» **EXERCICE**:
Mettez à jour les lignes allant de celle qui contient « I would be grateful if you could spot the beach » jusqu'à celle qui contient « (1034, 699) », bornes comprises, en remplaçant « shoreline » par « coastline » et en laissant tout le reste intact.

─── ENTRÉES FOURNIES

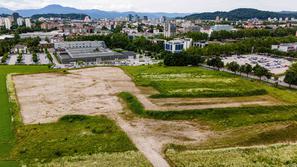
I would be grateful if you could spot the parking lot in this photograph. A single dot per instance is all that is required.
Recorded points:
(27, 59)
(275, 65)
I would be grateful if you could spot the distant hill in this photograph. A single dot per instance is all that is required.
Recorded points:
(74, 16)
(242, 14)
(5, 11)
(94, 13)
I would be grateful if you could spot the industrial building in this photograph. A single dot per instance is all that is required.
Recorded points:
(90, 52)
(178, 45)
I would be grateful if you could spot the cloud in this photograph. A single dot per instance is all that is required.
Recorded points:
(189, 6)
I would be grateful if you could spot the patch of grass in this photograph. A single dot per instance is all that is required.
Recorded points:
(199, 82)
(116, 159)
(6, 124)
(9, 164)
(275, 155)
(72, 135)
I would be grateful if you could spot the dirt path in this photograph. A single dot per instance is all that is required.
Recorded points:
(47, 97)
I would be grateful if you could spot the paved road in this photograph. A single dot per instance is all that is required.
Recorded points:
(270, 81)
(27, 59)
(43, 59)
(12, 60)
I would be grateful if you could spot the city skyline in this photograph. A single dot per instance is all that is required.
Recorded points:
(190, 6)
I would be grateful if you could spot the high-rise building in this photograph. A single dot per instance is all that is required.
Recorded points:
(145, 18)
(28, 23)
(162, 19)
(15, 16)
(20, 21)
(130, 17)
(169, 30)
(1, 21)
(7, 23)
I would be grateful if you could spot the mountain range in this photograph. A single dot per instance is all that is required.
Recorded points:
(94, 13)
(242, 14)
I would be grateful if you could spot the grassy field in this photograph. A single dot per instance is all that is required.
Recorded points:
(6, 126)
(269, 156)
(122, 159)
(70, 140)
(199, 82)
(72, 135)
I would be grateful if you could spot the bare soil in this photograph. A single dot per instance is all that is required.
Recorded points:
(47, 97)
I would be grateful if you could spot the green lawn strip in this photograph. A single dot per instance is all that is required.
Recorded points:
(275, 155)
(71, 136)
(199, 82)
(220, 118)
(7, 127)
(116, 159)
(8, 164)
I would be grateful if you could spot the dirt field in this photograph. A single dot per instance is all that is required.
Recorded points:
(45, 98)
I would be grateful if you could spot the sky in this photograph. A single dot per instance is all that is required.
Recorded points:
(180, 6)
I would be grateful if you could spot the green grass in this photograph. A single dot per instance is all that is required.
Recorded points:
(6, 126)
(267, 156)
(199, 82)
(117, 159)
(72, 135)
(76, 136)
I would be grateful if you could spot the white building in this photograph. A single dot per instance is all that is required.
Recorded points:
(1, 21)
(169, 30)
(222, 27)
(20, 21)
(178, 45)
(285, 47)
(80, 44)
(7, 23)
(28, 23)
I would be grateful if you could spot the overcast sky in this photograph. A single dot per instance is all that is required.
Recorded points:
(189, 6)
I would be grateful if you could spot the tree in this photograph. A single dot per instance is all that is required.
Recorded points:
(233, 66)
(248, 69)
(215, 62)
(291, 75)
(242, 69)
(19, 58)
(34, 58)
(260, 71)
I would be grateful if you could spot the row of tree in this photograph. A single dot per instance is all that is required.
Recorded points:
(291, 75)
(182, 59)
(246, 46)
(252, 33)
(257, 70)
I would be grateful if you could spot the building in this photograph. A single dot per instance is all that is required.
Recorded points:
(87, 19)
(28, 23)
(222, 27)
(200, 44)
(2, 22)
(41, 35)
(94, 52)
(285, 47)
(169, 30)
(20, 21)
(19, 49)
(178, 45)
(7, 23)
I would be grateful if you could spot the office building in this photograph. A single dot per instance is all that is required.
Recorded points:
(169, 30)
(28, 23)
(90, 52)
(178, 45)
(7, 23)
(20, 21)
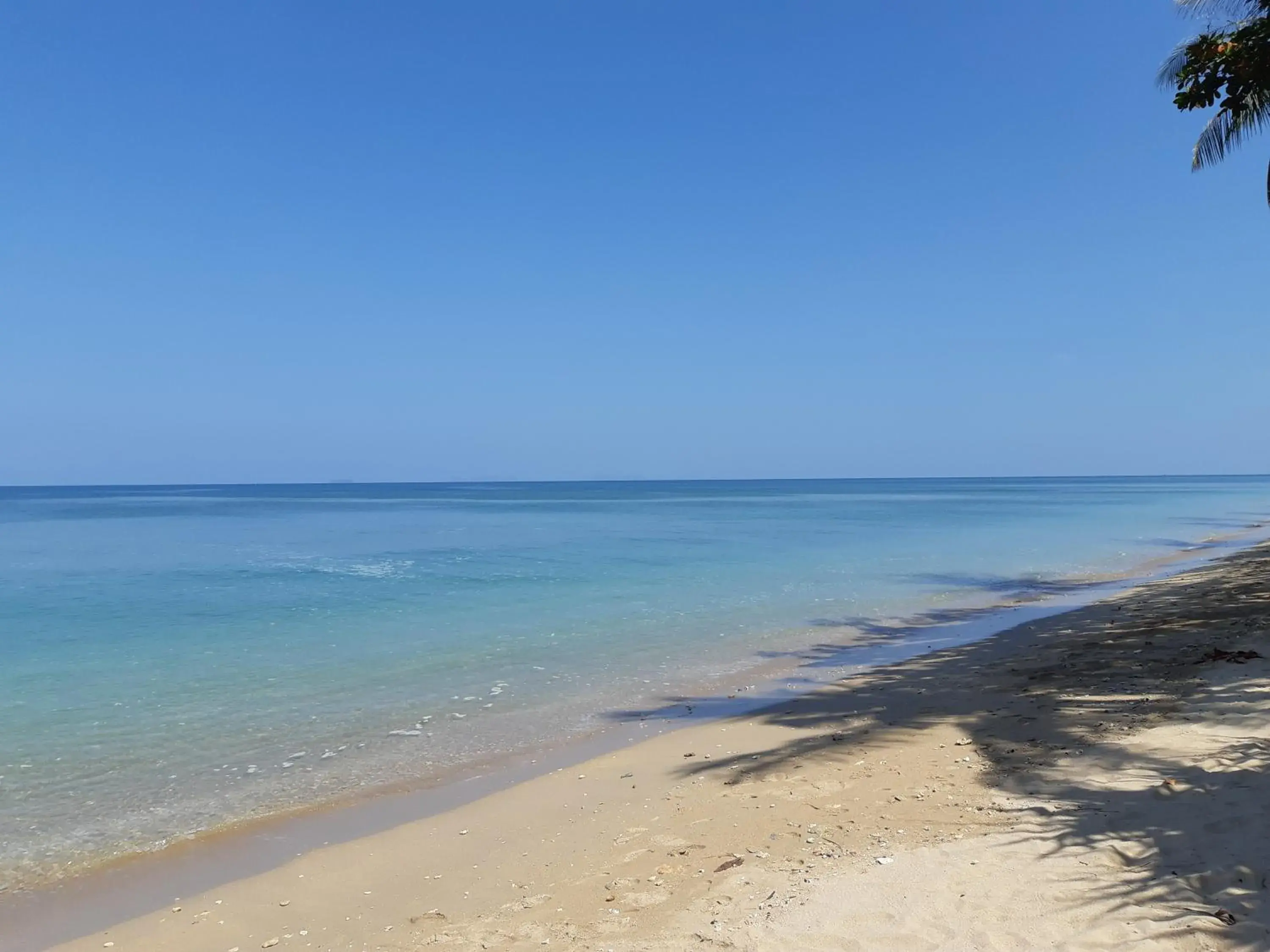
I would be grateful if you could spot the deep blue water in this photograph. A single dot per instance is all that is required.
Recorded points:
(174, 658)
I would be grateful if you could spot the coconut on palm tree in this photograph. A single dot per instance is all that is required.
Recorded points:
(1227, 66)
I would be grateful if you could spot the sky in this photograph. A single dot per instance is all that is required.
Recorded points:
(642, 239)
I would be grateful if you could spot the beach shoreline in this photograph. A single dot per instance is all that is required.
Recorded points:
(96, 905)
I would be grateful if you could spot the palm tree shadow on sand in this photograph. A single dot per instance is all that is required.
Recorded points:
(1034, 699)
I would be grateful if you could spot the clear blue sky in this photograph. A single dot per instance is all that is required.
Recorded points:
(247, 242)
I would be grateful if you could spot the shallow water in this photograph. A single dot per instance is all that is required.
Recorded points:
(176, 658)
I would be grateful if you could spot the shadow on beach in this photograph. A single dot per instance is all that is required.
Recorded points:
(1051, 707)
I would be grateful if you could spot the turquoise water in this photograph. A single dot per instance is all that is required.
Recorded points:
(176, 658)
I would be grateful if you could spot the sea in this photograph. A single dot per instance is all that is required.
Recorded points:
(179, 659)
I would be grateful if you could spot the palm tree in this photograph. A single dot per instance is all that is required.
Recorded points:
(1229, 66)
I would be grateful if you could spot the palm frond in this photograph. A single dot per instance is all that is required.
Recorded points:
(1229, 129)
(1232, 9)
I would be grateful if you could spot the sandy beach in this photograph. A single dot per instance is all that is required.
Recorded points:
(1082, 781)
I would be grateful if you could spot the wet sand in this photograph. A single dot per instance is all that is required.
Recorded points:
(1080, 781)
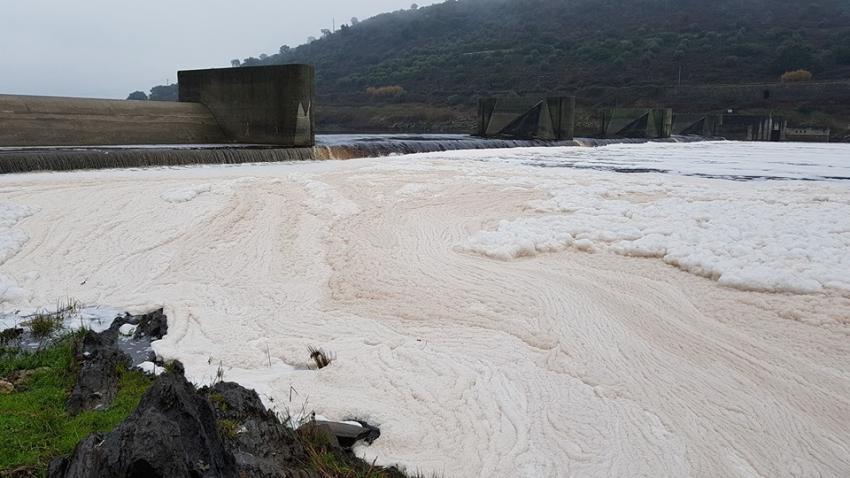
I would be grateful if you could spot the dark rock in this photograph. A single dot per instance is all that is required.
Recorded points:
(97, 380)
(172, 433)
(18, 378)
(153, 326)
(345, 435)
(261, 445)
(10, 335)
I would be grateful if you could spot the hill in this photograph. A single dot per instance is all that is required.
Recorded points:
(451, 52)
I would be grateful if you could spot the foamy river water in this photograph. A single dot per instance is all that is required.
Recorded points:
(636, 310)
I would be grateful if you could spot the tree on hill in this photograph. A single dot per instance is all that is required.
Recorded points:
(138, 96)
(474, 47)
(164, 93)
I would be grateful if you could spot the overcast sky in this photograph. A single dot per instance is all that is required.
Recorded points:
(108, 48)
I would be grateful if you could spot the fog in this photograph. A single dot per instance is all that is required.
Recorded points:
(108, 48)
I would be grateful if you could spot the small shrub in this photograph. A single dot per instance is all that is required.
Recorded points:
(385, 91)
(228, 428)
(796, 76)
(321, 358)
(43, 326)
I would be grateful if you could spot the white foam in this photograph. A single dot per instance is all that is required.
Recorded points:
(185, 194)
(780, 237)
(558, 364)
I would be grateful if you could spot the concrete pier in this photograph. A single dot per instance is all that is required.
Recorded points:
(530, 118)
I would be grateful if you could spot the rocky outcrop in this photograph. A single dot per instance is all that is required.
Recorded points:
(100, 358)
(172, 433)
(100, 362)
(152, 326)
(178, 431)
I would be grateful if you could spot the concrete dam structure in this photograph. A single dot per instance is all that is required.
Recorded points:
(530, 118)
(644, 123)
(255, 105)
(737, 127)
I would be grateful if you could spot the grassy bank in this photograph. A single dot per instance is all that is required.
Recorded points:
(35, 426)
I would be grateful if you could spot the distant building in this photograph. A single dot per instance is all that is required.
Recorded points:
(808, 135)
(751, 127)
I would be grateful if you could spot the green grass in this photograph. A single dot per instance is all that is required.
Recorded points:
(34, 424)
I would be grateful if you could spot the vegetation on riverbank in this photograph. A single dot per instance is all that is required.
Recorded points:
(35, 426)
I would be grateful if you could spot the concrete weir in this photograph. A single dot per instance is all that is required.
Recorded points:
(20, 160)
(258, 105)
(262, 105)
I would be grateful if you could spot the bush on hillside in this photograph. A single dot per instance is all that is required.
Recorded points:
(797, 75)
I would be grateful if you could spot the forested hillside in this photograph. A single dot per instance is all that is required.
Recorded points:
(447, 53)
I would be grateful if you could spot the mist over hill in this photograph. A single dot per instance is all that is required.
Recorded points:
(448, 52)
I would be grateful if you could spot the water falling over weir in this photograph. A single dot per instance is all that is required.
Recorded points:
(21, 160)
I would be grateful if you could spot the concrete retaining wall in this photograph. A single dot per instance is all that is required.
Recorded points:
(262, 105)
(53, 121)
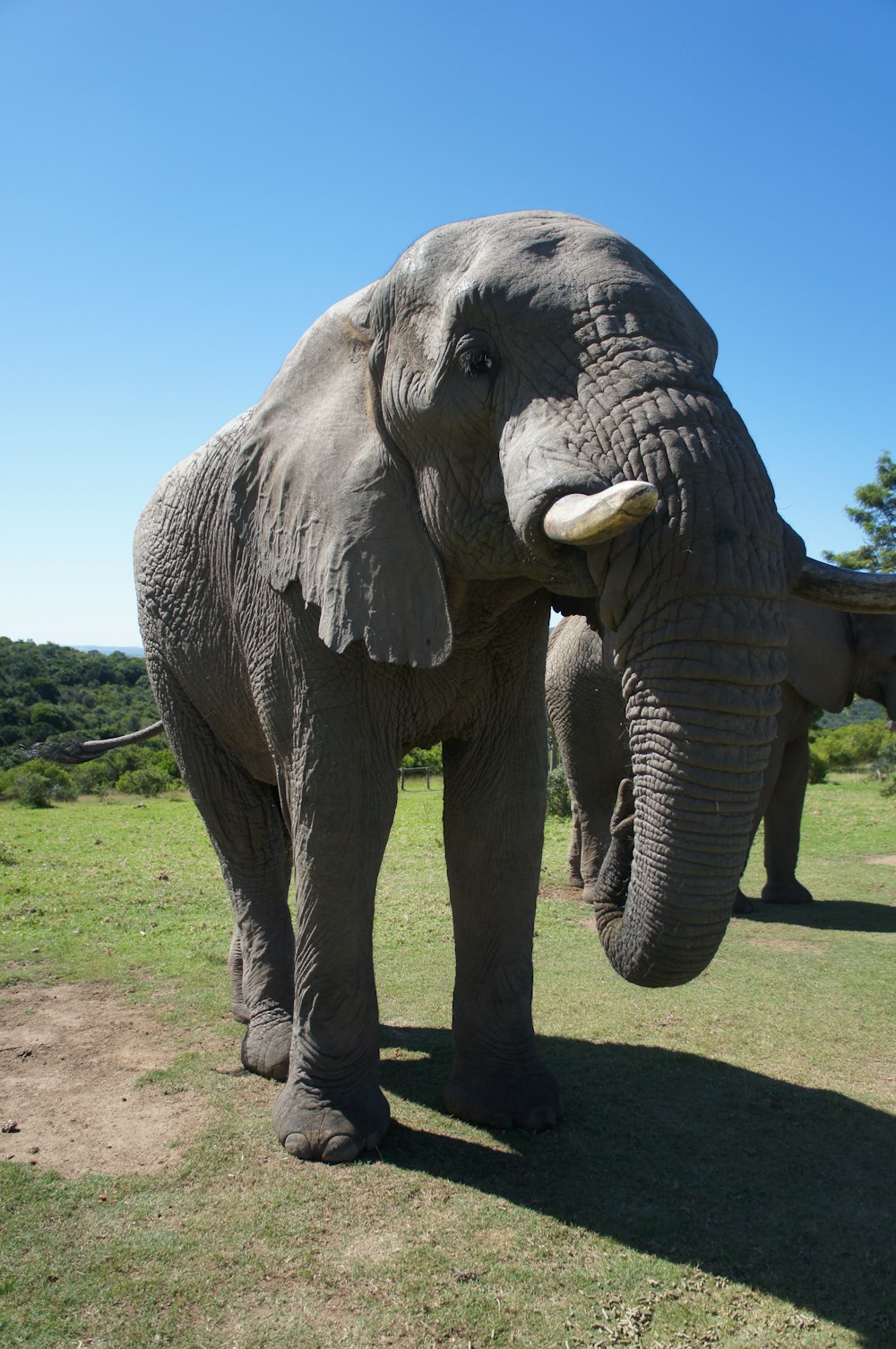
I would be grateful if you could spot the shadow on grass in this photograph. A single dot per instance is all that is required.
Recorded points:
(690, 1159)
(829, 915)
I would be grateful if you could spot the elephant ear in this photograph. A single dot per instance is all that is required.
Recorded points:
(819, 654)
(327, 504)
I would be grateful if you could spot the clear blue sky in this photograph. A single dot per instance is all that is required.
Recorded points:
(186, 184)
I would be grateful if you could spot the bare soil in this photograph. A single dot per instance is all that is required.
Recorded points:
(71, 1060)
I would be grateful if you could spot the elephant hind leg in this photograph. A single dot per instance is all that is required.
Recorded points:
(246, 826)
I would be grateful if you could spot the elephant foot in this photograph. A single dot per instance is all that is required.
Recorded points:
(330, 1128)
(786, 892)
(524, 1098)
(266, 1047)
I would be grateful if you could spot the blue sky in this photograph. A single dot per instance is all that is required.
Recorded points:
(188, 185)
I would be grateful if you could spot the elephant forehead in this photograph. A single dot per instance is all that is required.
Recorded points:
(519, 251)
(535, 264)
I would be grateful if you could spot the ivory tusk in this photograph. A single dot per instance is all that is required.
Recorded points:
(837, 587)
(587, 520)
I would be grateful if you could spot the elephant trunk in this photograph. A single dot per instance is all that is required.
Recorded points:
(682, 835)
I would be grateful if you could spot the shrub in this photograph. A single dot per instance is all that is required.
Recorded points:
(818, 764)
(559, 800)
(885, 766)
(852, 747)
(143, 782)
(38, 784)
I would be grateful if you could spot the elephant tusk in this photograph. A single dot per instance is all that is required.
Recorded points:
(835, 587)
(587, 520)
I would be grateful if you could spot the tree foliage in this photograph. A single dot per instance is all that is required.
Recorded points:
(53, 692)
(876, 517)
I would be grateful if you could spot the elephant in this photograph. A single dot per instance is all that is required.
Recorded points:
(521, 411)
(831, 657)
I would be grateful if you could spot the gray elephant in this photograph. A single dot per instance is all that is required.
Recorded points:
(831, 656)
(522, 409)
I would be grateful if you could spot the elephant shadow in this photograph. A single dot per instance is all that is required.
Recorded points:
(827, 915)
(787, 1189)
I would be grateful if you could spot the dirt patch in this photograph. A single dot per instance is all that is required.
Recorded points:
(780, 943)
(71, 1059)
(559, 892)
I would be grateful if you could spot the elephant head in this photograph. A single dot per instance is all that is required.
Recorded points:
(528, 401)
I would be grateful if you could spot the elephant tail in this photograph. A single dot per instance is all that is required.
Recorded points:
(80, 750)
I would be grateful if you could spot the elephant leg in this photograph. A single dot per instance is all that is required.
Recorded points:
(783, 827)
(594, 835)
(494, 826)
(573, 852)
(235, 975)
(245, 823)
(341, 793)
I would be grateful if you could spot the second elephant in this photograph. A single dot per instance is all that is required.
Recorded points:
(831, 657)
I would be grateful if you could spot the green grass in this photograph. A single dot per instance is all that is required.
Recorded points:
(723, 1174)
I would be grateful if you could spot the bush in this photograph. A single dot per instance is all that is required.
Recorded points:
(143, 782)
(559, 800)
(424, 758)
(885, 766)
(852, 747)
(38, 784)
(818, 764)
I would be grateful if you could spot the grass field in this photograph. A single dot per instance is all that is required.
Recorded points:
(725, 1172)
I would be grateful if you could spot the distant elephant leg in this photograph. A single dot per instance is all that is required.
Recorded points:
(494, 823)
(245, 823)
(573, 852)
(594, 834)
(341, 791)
(235, 975)
(770, 783)
(783, 817)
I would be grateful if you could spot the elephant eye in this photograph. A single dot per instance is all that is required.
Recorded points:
(477, 362)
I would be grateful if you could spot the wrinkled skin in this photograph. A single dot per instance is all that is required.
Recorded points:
(362, 563)
(831, 657)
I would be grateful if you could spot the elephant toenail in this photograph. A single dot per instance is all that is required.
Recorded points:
(298, 1146)
(340, 1148)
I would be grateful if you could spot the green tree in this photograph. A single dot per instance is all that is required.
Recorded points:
(876, 517)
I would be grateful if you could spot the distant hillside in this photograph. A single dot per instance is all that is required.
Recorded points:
(109, 651)
(54, 692)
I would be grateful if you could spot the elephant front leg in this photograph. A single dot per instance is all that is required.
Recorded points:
(494, 826)
(331, 1106)
(783, 819)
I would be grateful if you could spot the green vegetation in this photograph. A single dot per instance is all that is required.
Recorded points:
(876, 517)
(51, 692)
(58, 694)
(559, 801)
(852, 747)
(723, 1174)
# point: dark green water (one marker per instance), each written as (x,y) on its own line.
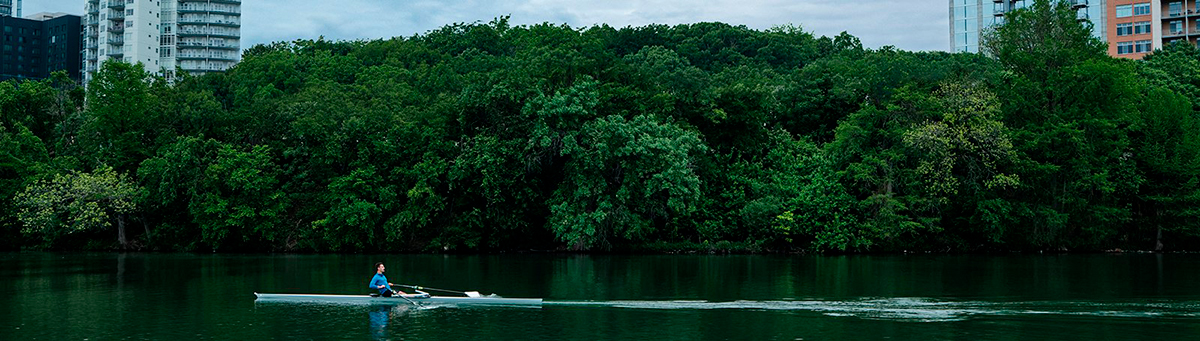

──────

» **RÉSULTAT OBTENU**:
I would be grateful if you could spot the beach coastline in this photograph. A single dot per instance is all that is required.
Recorded points:
(96, 905)
I would be grateful if you could spot the palm tree shadow on sand in this photograph. A single dot per instance is all that is required.
Recorded points:
(1034, 699)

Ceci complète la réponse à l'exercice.